[DATA LISTING]
※ ※ ※
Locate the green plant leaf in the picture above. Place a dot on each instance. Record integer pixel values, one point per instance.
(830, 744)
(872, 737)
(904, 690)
※ ※ ※
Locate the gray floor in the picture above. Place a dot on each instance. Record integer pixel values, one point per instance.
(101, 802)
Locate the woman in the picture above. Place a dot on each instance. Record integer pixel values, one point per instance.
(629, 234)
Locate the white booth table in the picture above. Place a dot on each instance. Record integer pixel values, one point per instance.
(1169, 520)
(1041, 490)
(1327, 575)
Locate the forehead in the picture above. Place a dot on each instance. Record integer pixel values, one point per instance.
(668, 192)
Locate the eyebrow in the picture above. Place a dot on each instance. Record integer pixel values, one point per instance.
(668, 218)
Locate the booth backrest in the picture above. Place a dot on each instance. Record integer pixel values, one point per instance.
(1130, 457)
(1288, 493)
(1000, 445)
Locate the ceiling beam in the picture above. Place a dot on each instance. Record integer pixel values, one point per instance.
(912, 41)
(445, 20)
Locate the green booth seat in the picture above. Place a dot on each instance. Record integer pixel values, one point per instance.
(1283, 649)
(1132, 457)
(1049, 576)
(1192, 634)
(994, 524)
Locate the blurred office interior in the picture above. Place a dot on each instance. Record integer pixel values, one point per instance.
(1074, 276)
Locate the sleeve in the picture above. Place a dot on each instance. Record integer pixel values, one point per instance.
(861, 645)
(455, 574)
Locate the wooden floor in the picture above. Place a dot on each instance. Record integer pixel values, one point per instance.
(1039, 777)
※ ※ ※
Format the records from the line that contains "Locate the gray" through the line that contains "(1327, 575)", inclusive, as a numbered list, leaving out any blank lines.

[FINISHED TASK]
1. Locate the gray floor in the picture above. Place a dot on each instance. Record integer pixel values, one point per instance.
2. (101, 802)
3. Locate the woman in the picture above. Place a dot on each instance. Record integer pixel values, one point per instance.
4. (629, 234)
5. Locate the white booth table in the picture above. Place a dot on each instance. Record integer pixel values, one point per instance.
6. (1169, 520)
7. (1041, 490)
8. (1327, 575)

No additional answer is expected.